Home MARGARET E. CURRAN vs. JOHN F. MAGEE & another.

244 Mass. 1

October 23, 1922 - January 26, 1923

Court Below: Superior Court, Bristol County


Equity Pleading and Practice, Appeal. Equity Jurisdiction , Reformation of deed because of mistake. Mistake. Estoppel. Frauds, Statute of.

Upon an appeal in a suit in equity where the record does not include the evidence before the trial judge but does include his findings of fact, this court not only can draw inferences of fact from facts found and reported by the trial judge, but, no question of conflicting oral evidence being involved, can determine whether relief should be decreed.

> Raw data
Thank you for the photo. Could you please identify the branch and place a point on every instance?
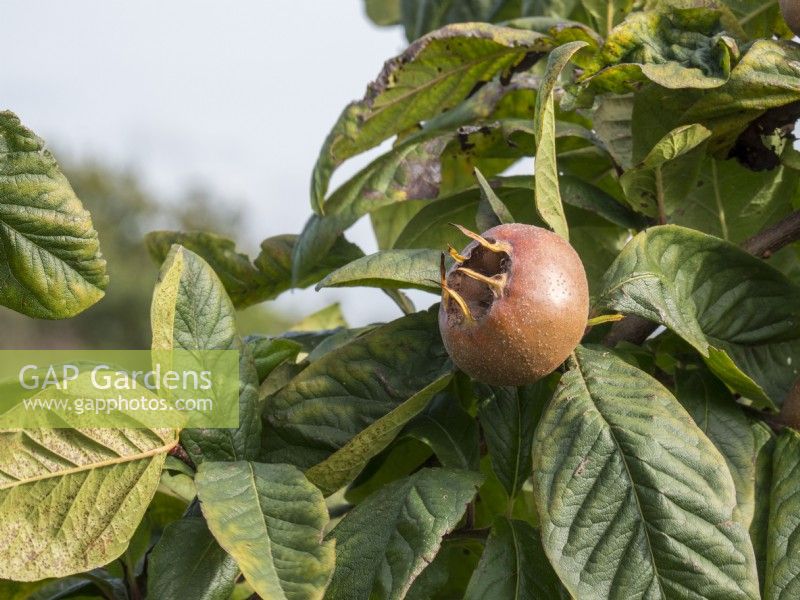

> Description of the task
In the Curran v. Magee case summary, write out the passage starting with "244 Mass. 1" and going on through "should be decreed.". This data was drawn from a separate source.

> Response
244 Mass. 1

October 23, 1922 - January 26, 1923

Court Below: Superior Court, Bristol County


Equity Pleading and Practice, Appeal. Equity Jurisdiction , Reformation of deed because of mistake. Mistake. Estoppel. Frauds, Statute of.

Upon an appeal in a suit in equity where the record does not include the evidence before the trial judge but does include his findings of fact, this court not only can draw inferences of fact from facts found and reported by the trial judge, but, no question of conflicting oral evidence being involved, can determine whether relief should be decreed.